TASK – The data must be copied over exactly and in full.

INFORMATION –
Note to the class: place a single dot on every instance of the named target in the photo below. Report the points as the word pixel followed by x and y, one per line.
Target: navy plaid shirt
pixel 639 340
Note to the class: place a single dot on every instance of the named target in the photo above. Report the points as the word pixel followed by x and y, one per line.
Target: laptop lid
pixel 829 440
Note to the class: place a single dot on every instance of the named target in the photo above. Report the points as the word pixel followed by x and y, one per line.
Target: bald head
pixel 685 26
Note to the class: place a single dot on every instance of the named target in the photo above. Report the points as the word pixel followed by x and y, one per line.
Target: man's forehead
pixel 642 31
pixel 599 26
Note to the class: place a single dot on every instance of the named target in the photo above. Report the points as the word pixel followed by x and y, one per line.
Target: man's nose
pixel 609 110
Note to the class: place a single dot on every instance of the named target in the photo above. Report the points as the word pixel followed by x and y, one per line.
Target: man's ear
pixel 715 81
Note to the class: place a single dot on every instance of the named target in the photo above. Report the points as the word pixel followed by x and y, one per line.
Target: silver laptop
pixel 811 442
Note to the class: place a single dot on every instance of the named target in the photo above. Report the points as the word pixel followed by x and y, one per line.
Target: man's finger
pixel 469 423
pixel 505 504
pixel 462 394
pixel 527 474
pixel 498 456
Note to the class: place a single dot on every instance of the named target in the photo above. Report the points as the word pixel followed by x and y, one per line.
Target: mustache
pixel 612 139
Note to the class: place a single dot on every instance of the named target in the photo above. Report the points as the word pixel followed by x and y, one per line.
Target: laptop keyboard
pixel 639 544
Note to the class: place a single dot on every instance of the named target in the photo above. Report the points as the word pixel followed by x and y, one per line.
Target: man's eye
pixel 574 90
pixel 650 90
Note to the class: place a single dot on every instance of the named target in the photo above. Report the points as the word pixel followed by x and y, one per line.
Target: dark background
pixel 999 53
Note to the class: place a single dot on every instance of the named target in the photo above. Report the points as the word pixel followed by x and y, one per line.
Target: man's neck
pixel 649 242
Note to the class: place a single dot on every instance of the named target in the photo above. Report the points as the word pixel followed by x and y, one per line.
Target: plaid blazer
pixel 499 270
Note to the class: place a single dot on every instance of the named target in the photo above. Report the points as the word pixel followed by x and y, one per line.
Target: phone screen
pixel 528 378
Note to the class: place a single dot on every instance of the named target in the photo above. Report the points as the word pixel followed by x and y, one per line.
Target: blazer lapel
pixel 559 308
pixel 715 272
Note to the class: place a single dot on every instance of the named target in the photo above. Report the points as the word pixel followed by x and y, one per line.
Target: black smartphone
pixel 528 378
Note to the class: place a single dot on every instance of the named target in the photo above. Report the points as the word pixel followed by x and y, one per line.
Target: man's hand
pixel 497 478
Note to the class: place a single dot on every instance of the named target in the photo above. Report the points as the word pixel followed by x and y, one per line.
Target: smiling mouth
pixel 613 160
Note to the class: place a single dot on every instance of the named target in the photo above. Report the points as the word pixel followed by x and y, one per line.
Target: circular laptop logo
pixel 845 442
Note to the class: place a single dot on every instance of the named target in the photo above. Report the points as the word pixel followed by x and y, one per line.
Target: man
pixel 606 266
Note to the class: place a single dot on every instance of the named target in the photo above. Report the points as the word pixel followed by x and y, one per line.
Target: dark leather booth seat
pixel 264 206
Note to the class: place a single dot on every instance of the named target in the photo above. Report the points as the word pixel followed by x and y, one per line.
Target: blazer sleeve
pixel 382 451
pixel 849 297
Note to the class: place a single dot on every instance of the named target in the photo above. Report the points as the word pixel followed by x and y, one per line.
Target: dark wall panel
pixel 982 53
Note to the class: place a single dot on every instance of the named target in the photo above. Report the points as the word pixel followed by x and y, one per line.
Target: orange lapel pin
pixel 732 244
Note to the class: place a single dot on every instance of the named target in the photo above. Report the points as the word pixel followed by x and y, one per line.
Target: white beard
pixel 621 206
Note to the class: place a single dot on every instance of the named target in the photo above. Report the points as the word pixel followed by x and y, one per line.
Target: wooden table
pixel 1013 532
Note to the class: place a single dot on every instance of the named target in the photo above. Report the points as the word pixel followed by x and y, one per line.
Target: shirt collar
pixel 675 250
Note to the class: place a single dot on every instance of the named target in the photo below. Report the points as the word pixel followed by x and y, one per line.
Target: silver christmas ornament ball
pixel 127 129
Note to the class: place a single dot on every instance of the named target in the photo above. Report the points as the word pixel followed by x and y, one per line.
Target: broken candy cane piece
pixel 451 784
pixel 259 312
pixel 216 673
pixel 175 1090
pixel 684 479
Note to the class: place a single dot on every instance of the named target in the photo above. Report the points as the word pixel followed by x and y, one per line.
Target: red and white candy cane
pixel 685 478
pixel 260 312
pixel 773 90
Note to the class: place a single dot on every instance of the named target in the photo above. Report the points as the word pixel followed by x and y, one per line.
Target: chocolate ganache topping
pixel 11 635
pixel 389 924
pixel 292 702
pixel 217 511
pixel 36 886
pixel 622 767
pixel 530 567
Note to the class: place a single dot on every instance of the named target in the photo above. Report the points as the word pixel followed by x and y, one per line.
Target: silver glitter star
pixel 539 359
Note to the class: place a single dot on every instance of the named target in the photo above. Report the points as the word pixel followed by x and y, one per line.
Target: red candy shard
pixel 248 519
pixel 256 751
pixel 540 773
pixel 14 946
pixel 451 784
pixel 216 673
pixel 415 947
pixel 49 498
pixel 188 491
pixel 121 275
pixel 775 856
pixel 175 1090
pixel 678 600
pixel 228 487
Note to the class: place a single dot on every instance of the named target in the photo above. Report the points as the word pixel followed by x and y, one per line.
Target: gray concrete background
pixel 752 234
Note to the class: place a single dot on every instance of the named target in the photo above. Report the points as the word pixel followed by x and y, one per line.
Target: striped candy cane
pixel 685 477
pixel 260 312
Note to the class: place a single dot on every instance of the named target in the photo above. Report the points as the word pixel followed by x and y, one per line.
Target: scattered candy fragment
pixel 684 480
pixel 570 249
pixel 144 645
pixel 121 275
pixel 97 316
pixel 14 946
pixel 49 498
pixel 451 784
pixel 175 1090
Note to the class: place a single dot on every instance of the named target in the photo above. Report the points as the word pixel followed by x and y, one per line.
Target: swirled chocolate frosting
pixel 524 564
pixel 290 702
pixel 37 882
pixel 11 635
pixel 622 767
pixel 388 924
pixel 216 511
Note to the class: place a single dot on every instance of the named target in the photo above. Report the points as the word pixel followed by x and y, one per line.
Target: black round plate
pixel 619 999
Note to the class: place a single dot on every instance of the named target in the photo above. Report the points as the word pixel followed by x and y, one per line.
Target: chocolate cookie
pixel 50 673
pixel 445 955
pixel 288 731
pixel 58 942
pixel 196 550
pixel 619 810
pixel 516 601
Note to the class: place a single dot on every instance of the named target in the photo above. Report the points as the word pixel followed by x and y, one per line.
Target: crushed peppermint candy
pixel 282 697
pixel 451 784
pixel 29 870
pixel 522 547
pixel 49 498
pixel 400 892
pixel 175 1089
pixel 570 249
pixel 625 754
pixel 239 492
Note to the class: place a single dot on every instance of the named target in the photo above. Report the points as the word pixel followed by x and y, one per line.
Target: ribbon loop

ANSWER AREA –
Note to the class: place a single dot on every instance of the named target in the photo below. Report the points as the word pixel followed by x and y, one per line.
Target: navy plaid shirt
pixel 639 340
Note to the class: place a single dot on every instance of the named target in the photo above. Report the points as the word pixel followed by x and y, one per line.
Target: laptop lid
pixel 829 440
Note to the class: place a single dot on every instance of the named target in the photo above. Report the points as the word pixel followed by x and y, one per line.
Target: bald head
pixel 685 26
Note to the class: place a single dot on every instance of the named target in the photo above. Report the points as the word pixel followed by x and y, one per line.
Target: man's forehead
pixel 642 31
pixel 599 26
Note to the class: place a single dot on every instance of the named target in the photo above. Report the points as the word pixel followed by x and y, one per line.
Target: man's nose
pixel 609 110
Note to the class: place a single dot on every instance of the named target in the photo above. Report the points as the word pixel followed by x and y, one per line.
Target: man's ear
pixel 715 81
Note to the class: place a single dot on every instance of the named target in the photo above. Report the points as the word pixel followed by x and y, one per line.
Target: silver laptop
pixel 811 442
Note to the class: place a single dot on every instance of the named target in the photo above. Report the points as the word pixel followed by x and y, one per line.
Target: man's finger
pixel 469 423
pixel 505 504
pixel 462 394
pixel 527 474
pixel 498 456
Note to the class: place a single dot on every instance of the named target in the photo above. Report the points as the word pixel followed by x and y, one per line.
Target: mustache
pixel 612 139
Note to the class: place a single dot on every instance of the named target in the photo above. Report the points as the word pixel followed by x and y, one per line.
Target: laptop keyboard
pixel 639 544
Note to the class: place a single dot on every instance of the named target in the photo above. Report the points as the word pixel followed by x and y, one per line.
Target: man's eye
pixel 574 90
pixel 650 90
Note to the class: place a single dot on every instance of the named target in the photo above. Report the points as the word pixel followed by x and y, one per line.
Target: dark background
pixel 999 53
Note to the class: place a single dot on every instance of the named target in the photo above. Report the points as the word pixel followed by x and y, one per line.
Target: man's neck
pixel 649 242
Note to the class: place a single dot on every instance of the named target in the photo above. Report the points as the word pixel followed by x and y, one per line.
Target: plaid blazer
pixel 499 270
Note to the class: place a single dot on every instance of the named target in the photo above. Report the points as the word pixel followed by x and y, one per line.
Target: phone screen
pixel 528 378
Note to the class: place a single dot on every instance of the named target in the photo above. Report the points as the word pixel followed by x and y, one per line.
Target: blazer lapel
pixel 559 308
pixel 715 272
Note to the class: place a single dot on every instance of the named target in the photo above. Report the points as the word pixel followed by x and y, one per line.
Target: black smartphone
pixel 528 378
Note to the class: place a single dot on every instance of the named target in the photo above. Report the points as the word pixel followed by x and y, one per line.
Target: man's hand
pixel 497 478
Note to the class: place a single dot on every instance of the named target in the photo above. Report the points as the word pixel followed by x and y, one per line.
Target: smiling mouth
pixel 613 160
Note to the class: place a single dot on every instance of the named target in the photo above. Report the points as the word pixel followed by x and y, one per line.
Target: circular laptop logo
pixel 845 442
Note to the class: place a single dot on every instance of the named target in the photo above. Report the points as the word pixel followed by x and y, one per line.
Target: man
pixel 606 266
Note to the class: place a single dot on every instance of the named target in the photo above. Report the points as the word pixel followed by x and y, one per line.
Target: dark leather booth seat
pixel 264 206
Note to the class: place a single dot on every instance of the named target in the photo above. Report the points as the word pixel followed by x and y, one per line.
Target: blazer sleeve
pixel 382 451
pixel 849 297
Note to the class: place a single dot on every instance of the named target in the photo above. Report the points as the word pixel followed by x and y, one per line.
Target: dark wall panel
pixel 982 53
Note to the class: place a single dot on every instance of the named target in the photo above. Report the points as the word pixel followed by x and y, one per line.
Target: orange lapel pin
pixel 732 244
Note to the class: place a single dot on every instance of the named target in the photo above. Report the points as the word pixel followed by x and y, one per line.
Target: white beard
pixel 621 206
Note to the class: place a single dot on every instance of the named target in the photo above. Report the points as the word pixel followed by x and y, one per line.
Target: wooden table
pixel 1013 532
Note to the class: place a single dot on every instance of the named target in the photo above. Report the points as the word pixel followed by x and y, one per line.
Target: shirt collar
pixel 675 250
Note to the class: place a single dot on every instance of the named target in the photo below. Report the points as the word pixel followed by x and y, one per line.
Target: silver christmas ornament ball
pixel 127 129
Note to the class: place a single dot on every instance of the named target in the photo above. Report the points as the word pixel followed by x and y, one per line.
Target: broken candy cane piece
pixel 451 784
pixel 259 312
pixel 216 673
pixel 175 1090
pixel 684 479
Note to the class: place a single dot on every instance of the named target in the photo above. Report the points as the word pixel followed by x and y, one per line.
Target: red and white candy cane
pixel 685 478
pixel 260 312
pixel 773 90
Note to the class: place a single dot on every instance of the named target in the photo above. Report the points as the word pixel followed by x and y, one per line.
Target: chocolate ganache topping
pixel 11 635
pixel 389 924
pixel 292 702
pixel 217 511
pixel 36 886
pixel 622 767
pixel 530 567
Note to the class: place a single dot on every instance of the named target in the photo above. Report the points as the word pixel followed by x and y, one per line.
Target: silver glitter star
pixel 539 359
Note to the class: place a single dot on every instance of the named target in the photo above. Report the points as the word pixel followed by x and y, one per line.
Target: red candy shard
pixel 248 519
pixel 256 751
pixel 540 773
pixel 14 946
pixel 451 784
pixel 216 673
pixel 415 947
pixel 49 498
pixel 188 491
pixel 121 275
pixel 775 856
pixel 175 1090
pixel 678 600
pixel 228 487
Note to the class: place a single dot on every instance of the named target in the photo above. Report the points as the word pixel followed by x and y, one per line.
Target: gray concrete background
pixel 752 234
Note to the class: place a single dot on every instance of the named target in the photo above. Report the points as the word pixel followed by x and y, one per line.
Target: striped candy cane
pixel 685 477
pixel 260 312
Note to the class: place a single dot on every instance of the named target in the photo above. Report the points as the word pixel followed by x and y, one per line.
Target: scattered candy fragment
pixel 684 480
pixel 570 249
pixel 144 645
pixel 121 275
pixel 97 316
pixel 14 946
pixel 49 498
pixel 451 784
pixel 175 1090
Note to the class: place a single dot on every instance of the named target in the photo above. Report the points as the word pixel followed by x and y, one per line.
Target: swirled chocolate frosting
pixel 524 564
pixel 290 702
pixel 37 882
pixel 11 635
pixel 622 767
pixel 388 924
pixel 216 511
Note to the class: place a single dot on every instance of the named target in the photo above. Report the points as the word pixel followed by x and y, one per line.
Target: black round plate
pixel 619 999
Note to the class: place a single dot on every instance of the named target in the photo above. Report the points as the word pixel followed by x and y, one per line.
Target: chocolate cookie
pixel 50 673
pixel 445 955
pixel 288 731
pixel 58 942
pixel 196 550
pixel 619 810
pixel 516 601
Note to the class: place a single dot on every instance of the named target in the photo above. Report the points as the word pixel followed by x and y, one per line.
Target: crushed peppermint candy
pixel 282 697
pixel 451 784
pixel 29 870
pixel 522 547
pixel 49 498
pixel 400 892
pixel 175 1089
pixel 570 249
pixel 625 754
pixel 239 492
Note to the class: place a single dot on every instance of the named target in the photo above. Report the points as the word pixel followed by x and y, one per line.
Target: ribbon loop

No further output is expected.